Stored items
╔══

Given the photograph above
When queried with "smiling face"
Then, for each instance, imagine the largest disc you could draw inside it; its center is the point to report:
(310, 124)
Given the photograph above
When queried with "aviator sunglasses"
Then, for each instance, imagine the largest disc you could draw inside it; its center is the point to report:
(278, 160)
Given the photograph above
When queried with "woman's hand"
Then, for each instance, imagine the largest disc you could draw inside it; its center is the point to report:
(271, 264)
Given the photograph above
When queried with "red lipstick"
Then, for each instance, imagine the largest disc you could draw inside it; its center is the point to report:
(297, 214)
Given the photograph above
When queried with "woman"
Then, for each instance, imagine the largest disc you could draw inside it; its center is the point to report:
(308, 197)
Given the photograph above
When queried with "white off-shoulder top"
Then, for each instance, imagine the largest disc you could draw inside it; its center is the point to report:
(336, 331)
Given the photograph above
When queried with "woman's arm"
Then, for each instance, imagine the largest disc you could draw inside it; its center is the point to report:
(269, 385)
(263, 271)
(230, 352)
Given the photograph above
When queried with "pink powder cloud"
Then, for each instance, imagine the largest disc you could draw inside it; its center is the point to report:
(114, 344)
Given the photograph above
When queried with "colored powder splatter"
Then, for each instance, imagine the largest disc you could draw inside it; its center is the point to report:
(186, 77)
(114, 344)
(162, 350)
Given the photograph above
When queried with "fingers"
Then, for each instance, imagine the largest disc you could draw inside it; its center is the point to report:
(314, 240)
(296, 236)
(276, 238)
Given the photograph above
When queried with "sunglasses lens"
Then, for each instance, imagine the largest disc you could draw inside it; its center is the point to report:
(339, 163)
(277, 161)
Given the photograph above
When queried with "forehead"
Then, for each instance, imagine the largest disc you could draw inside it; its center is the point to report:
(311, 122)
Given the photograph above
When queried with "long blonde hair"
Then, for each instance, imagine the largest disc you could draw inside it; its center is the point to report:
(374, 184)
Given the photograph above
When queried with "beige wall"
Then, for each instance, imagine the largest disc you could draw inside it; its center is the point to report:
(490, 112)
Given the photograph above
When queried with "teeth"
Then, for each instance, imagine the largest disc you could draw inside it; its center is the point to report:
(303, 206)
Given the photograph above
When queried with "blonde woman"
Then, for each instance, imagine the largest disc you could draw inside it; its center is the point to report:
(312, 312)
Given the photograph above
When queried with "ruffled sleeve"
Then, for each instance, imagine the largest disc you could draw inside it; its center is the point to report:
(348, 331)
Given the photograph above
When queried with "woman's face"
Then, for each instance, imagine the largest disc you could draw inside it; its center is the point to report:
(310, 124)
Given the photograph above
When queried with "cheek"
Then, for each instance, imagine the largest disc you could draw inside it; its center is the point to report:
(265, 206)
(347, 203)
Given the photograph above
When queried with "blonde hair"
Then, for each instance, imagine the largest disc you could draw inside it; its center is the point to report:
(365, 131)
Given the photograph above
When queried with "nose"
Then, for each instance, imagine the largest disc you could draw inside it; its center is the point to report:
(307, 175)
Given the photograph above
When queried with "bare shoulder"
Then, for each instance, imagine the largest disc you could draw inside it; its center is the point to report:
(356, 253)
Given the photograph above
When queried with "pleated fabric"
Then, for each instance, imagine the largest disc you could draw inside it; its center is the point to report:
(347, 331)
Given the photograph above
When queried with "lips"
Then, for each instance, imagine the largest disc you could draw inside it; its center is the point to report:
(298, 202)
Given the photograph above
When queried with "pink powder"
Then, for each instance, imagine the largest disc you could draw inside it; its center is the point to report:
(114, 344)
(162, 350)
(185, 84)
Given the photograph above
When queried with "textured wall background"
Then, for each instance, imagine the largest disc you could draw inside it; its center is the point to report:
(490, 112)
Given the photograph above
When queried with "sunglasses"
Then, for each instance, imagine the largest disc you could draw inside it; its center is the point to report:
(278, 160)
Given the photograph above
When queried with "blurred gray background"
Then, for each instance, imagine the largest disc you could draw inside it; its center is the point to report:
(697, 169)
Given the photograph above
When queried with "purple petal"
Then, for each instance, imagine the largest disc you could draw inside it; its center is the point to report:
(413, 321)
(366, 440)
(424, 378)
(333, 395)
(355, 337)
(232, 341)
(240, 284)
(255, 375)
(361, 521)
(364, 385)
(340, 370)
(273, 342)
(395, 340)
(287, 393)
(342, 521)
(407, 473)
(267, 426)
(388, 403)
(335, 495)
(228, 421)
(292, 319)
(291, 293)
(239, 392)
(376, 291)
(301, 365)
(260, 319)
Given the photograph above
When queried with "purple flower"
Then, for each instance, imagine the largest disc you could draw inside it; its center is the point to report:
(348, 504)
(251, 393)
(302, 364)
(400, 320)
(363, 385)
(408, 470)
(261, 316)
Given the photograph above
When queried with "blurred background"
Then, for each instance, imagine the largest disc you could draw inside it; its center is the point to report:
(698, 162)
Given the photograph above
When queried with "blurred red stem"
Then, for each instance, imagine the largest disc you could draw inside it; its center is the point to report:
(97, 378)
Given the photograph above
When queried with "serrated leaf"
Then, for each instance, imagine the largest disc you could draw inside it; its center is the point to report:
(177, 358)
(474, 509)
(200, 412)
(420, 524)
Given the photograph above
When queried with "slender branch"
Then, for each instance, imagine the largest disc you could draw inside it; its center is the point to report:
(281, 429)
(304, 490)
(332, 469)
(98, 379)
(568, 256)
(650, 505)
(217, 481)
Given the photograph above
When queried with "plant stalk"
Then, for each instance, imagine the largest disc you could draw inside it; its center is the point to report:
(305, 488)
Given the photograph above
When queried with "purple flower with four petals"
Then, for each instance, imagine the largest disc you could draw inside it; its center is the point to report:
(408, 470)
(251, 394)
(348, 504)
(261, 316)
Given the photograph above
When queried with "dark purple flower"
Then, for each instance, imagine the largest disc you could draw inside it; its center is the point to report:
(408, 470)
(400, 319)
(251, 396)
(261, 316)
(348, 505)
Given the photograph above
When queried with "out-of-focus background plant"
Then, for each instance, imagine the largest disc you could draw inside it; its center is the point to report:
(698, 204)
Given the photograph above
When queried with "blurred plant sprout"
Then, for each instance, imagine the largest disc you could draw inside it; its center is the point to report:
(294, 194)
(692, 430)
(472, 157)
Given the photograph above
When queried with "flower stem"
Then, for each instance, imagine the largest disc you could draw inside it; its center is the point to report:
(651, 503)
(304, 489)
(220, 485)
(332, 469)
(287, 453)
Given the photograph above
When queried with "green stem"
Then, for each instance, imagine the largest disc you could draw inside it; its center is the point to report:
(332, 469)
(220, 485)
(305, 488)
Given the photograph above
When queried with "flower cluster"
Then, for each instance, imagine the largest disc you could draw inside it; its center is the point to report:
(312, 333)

╚══

ASSIGNED TASK |
Report how many lines above hold the string "face", giving nothing but the number.

COMPLETED TASK |
2